**Stated exercise:** Copy out the final stretch of the listing: the line that contains "of the yellow" and all lines after it, exactly as they appear.

**Entries shown:**
::::

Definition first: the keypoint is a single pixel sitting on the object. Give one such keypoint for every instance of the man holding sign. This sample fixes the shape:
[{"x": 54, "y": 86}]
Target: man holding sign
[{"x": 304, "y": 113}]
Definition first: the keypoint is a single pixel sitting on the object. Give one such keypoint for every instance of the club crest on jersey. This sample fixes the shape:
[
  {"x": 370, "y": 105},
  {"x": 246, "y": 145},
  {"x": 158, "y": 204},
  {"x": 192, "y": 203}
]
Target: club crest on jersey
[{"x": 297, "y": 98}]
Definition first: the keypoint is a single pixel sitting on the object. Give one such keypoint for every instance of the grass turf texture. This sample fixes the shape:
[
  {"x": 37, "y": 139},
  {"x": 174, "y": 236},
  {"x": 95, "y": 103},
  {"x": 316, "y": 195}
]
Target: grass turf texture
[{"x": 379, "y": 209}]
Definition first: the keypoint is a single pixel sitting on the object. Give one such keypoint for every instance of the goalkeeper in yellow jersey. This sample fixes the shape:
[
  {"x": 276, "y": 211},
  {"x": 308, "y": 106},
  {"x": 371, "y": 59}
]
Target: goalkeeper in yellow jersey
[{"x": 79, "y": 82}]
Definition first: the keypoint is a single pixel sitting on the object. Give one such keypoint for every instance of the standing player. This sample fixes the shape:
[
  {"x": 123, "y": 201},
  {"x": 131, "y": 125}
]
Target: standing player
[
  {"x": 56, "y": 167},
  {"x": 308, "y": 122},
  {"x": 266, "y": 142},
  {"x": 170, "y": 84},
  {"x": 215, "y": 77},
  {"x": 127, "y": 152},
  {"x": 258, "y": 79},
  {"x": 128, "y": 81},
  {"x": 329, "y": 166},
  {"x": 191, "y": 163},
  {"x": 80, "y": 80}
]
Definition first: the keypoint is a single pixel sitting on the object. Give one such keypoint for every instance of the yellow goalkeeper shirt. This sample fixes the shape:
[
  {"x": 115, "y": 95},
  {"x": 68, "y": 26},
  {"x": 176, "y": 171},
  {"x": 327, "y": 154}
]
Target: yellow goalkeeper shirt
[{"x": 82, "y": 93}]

::::

**Result of the task:**
Definition first: the keypoint is a single pixel sitting on the object. Give one such keypoint for every instance of the yellow goalkeeper shirt. This sample fixes the shape:
[
  {"x": 115, "y": 95},
  {"x": 68, "y": 26},
  {"x": 176, "y": 171},
  {"x": 327, "y": 154}
]
Target: yellow goalkeeper shirt
[{"x": 82, "y": 93}]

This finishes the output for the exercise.